- [課題の指示]:
次の1.～3.が佐賀病理専門研修プログラムの紹介文の内容と合うかどうかを、「はい」か「いいえ」で答えてください。それぞれ、判断の決め手となる本文の語句をそのまま引用して添えてください。
1. このプログラムでは、年間30例以上の病理解剖を経験できる。
2. 佐賀では、大学の症例だけでは病理専門医受験に必要な剖検症例数を満たせない。
3. 病理医は毎日集まり、カンファレンスを行っている。

- [対象の文章]:
============================================================

佐賀大学医学部附属病院
佐賀病理専門研修プログラム
人々が幸せに暮らし続けるために、幅広い疾患に対する病理診断を行うことのできる医師を育てます
佐賀大学医学部附属病院を基幹病院として、佐賀県内の連携病院で研修できる病理専門研修プログラムです。年間7000件を超える組織診断と細胞診断、年間30例以上の病理解剖を経験することができ、特定の臓器に偏ることなく多岐にわたる疾患について系統的に研修することが可能です。病理専門医の手厚い指導の下に、生検検体や外科切除検体の一例一例を丁寧に診断します。病気の診断のみならず、その人にとって何が問題なのか、どういう診断が最も必要されているか、常に意識しながら診断する力を養います。
多職種や他の分野、診療科と連携しながら病理の役割を果たす力を養い、組織やチームを運営する力、協力して問題を解決する力を身につけます。本プログラムでは、病理と臨床の垣根は低く、コミュニケーションをとりやすい体制を構築しています。診療科とのカンファレンスや病理解剖所見会などを通じて病理診断を臨床医に適切に伝える経験ができます。
病理診断、病理学に関連する研究会や学会に積極的に参加し、発表する機会もあります。基本的には平日に病理業務に携わり、過剰な業務を負担することなく病理専門医の資格がとれるような十分な症例数(組織診断・病理解剖)を経験できます。
専攻医の声
佐賀大学卒業後、引き続き、初期~専門医研修も佐賀大を中心に行っています。学生時代の病理学総論の講義・実習で病理に関心を抱き、学会主催の「病理学校」に参加したり、臓器別実習で予定時間をやや超えて組織標本のスケッチに勤しんだりしていました(とはいえ病理診断業務にはスケッチを要することはほぼなく、むしろ、写真、特に臓器肉眼像の撮影能力がそれなりに問われると思っています)。原稿執筆時点(2022年1月)はCOVID-19の渦中にあり、「病理学校」のWEB開催が検討されていますので、興味のある方は検索、もしくは病理学講座からの案内をお待ちください。
さて、研修プログラムについてです。佐賀大学医学部附属病院全体の特徴として、いわゆる”Common disease”から希少な疾患まで幅広い疾患が経験できる点が挙げられると思われますが、検体が提出される疾患についても同様の傾向があると考えます。そのような幅広い疾患の診断について毎日病理医が集ってカンファレンスを行っており、自分の診断担当以外の症例からも多くの疾患概念やそれぞれの診断プロセス等を学ぶことができています。 また、地理的に近い関連病院が多く、週一回の研修で、規模が異なる施設での考え方を習得させていただくとともに、関連病院から大学への病理診断の相談のお手伝いをしたり、臨床的に大学へ紹介となった症例の経過を追ったりできることも良い勉強となっています。
最後に、病理専門医受験に際しては求められる剖検症例数を満たす必要があります。全国的に病理解剖数が減少する中、佐賀は大学のみでも症例数を満たすことが可能な状況です。これは、御献体下さる患者さまやご遺族・関係する方々、そこに至るまでに懸命に患者さまと関わってこられた、主治医をはじめとするスタッフの方々があってのことです。この場を借りて御礼申し上げます。

============================================================

- [データ一覧]:

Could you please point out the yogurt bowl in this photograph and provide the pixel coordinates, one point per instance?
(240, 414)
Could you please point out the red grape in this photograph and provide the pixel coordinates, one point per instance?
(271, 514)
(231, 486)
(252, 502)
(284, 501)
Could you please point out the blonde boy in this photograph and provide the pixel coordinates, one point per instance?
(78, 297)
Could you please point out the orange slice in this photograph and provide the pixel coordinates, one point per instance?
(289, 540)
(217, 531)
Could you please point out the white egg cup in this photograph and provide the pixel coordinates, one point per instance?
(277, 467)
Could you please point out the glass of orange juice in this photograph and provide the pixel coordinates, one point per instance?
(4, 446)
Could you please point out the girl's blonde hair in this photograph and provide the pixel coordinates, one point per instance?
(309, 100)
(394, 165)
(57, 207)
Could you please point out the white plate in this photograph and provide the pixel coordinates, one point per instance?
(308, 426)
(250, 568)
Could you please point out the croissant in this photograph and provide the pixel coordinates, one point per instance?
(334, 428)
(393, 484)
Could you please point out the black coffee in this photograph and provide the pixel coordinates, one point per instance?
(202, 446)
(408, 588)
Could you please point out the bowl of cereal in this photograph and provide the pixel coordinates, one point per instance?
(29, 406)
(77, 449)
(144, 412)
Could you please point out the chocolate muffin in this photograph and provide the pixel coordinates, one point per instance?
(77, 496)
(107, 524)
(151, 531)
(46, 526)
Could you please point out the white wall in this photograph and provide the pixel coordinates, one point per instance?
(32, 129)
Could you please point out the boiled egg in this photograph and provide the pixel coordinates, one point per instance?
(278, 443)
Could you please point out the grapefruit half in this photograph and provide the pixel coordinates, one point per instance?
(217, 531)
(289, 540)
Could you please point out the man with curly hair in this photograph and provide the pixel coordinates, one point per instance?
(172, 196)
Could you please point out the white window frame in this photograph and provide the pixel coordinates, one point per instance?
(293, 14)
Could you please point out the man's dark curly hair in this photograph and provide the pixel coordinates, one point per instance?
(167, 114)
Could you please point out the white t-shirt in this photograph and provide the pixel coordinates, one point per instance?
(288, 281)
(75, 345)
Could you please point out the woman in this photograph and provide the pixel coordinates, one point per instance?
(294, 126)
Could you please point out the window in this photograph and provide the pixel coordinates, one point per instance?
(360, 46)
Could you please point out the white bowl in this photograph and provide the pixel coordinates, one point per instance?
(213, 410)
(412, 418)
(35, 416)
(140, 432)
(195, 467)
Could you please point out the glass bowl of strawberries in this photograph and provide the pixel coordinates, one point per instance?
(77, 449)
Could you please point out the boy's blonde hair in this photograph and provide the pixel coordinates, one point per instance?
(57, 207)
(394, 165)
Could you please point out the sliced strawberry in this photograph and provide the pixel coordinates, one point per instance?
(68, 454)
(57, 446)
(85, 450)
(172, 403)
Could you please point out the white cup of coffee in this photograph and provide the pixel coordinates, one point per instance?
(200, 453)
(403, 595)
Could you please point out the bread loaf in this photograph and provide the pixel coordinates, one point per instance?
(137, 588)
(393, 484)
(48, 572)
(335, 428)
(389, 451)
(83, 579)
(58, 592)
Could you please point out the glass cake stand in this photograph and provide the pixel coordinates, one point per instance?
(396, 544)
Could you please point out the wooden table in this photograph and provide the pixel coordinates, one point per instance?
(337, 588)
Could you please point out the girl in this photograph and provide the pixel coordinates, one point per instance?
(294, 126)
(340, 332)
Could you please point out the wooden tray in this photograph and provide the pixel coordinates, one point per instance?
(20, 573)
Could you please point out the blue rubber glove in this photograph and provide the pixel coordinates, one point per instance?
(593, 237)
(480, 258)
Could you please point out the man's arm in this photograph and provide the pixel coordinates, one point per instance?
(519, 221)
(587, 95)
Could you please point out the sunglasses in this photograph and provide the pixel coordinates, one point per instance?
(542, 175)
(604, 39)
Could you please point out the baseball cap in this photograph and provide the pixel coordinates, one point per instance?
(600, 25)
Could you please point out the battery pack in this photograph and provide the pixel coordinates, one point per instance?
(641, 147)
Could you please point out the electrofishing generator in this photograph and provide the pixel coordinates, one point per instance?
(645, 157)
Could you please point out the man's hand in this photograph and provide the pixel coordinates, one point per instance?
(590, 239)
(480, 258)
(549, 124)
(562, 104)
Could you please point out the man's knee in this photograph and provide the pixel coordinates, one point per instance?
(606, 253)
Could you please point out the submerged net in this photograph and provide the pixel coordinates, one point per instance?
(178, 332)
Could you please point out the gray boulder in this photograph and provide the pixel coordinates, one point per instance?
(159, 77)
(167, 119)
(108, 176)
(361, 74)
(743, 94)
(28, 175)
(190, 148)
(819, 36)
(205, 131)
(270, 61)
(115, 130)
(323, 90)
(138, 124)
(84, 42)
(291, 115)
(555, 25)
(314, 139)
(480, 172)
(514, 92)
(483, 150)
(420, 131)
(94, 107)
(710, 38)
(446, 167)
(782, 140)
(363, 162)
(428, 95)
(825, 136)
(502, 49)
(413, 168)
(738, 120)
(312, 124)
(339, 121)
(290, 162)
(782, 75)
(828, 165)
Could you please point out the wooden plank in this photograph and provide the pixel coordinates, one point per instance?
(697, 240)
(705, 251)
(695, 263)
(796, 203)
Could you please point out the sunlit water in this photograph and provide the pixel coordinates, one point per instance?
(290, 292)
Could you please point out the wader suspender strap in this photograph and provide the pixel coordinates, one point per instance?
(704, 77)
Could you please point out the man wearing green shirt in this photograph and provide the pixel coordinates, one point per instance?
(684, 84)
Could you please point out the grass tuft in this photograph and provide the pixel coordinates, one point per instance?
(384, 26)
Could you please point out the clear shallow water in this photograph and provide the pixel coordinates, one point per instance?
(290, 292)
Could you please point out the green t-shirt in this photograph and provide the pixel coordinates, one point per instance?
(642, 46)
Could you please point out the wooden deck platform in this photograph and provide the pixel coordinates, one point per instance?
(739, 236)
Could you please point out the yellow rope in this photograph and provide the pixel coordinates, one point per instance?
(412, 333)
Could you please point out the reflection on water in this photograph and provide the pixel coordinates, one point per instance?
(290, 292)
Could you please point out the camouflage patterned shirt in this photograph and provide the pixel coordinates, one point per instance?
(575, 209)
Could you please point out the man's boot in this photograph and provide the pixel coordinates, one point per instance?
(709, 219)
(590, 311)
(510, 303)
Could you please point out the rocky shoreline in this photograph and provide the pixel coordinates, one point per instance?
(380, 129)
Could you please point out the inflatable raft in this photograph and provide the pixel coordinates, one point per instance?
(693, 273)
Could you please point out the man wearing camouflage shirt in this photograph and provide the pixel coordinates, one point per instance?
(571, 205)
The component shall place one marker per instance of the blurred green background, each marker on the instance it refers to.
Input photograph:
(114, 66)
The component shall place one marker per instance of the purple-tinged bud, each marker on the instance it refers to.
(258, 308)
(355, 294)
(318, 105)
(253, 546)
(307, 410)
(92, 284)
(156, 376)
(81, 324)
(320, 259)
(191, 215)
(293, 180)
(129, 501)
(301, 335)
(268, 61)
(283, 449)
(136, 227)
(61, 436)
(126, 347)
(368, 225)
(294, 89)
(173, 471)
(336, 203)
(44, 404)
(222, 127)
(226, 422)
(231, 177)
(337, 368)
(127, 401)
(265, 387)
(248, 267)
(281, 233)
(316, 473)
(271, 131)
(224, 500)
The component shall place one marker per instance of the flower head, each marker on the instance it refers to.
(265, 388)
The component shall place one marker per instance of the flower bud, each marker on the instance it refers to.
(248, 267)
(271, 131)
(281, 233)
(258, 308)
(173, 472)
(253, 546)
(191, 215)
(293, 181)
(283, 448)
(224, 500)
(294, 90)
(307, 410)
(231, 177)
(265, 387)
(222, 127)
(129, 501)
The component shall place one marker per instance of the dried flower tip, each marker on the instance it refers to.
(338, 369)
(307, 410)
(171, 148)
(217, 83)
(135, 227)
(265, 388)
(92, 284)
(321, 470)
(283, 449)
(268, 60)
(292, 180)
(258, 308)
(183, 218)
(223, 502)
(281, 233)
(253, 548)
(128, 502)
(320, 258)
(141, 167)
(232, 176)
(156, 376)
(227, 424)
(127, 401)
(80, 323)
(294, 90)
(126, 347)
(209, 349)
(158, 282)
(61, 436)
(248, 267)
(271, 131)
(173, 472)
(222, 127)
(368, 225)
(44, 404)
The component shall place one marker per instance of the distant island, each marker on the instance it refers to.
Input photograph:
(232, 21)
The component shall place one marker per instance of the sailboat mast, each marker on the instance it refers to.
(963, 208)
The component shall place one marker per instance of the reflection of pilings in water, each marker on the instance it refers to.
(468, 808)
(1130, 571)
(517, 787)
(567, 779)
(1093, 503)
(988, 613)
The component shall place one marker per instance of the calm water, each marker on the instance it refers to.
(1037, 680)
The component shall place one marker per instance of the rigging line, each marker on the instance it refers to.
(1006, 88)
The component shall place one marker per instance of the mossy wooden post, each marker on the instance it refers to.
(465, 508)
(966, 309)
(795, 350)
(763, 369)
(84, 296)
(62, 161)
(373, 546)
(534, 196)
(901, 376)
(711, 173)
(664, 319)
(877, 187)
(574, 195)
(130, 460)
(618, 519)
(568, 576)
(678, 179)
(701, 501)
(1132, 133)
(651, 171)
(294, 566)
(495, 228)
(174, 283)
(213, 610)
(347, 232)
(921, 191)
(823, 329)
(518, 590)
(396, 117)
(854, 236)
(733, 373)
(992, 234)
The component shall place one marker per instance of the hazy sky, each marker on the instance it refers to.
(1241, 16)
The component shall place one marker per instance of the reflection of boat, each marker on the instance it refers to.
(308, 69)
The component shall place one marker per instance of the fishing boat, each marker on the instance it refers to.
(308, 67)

============================================================

- [解答]:
1. はい。「年間30例以上の病理解剖を経験することができ」
2. いいえ。「佐賀は大学のみでも症例数を満たすことが可能な状況です」
3. はい。「毎日病理医が集ってカンファレンスを行っており」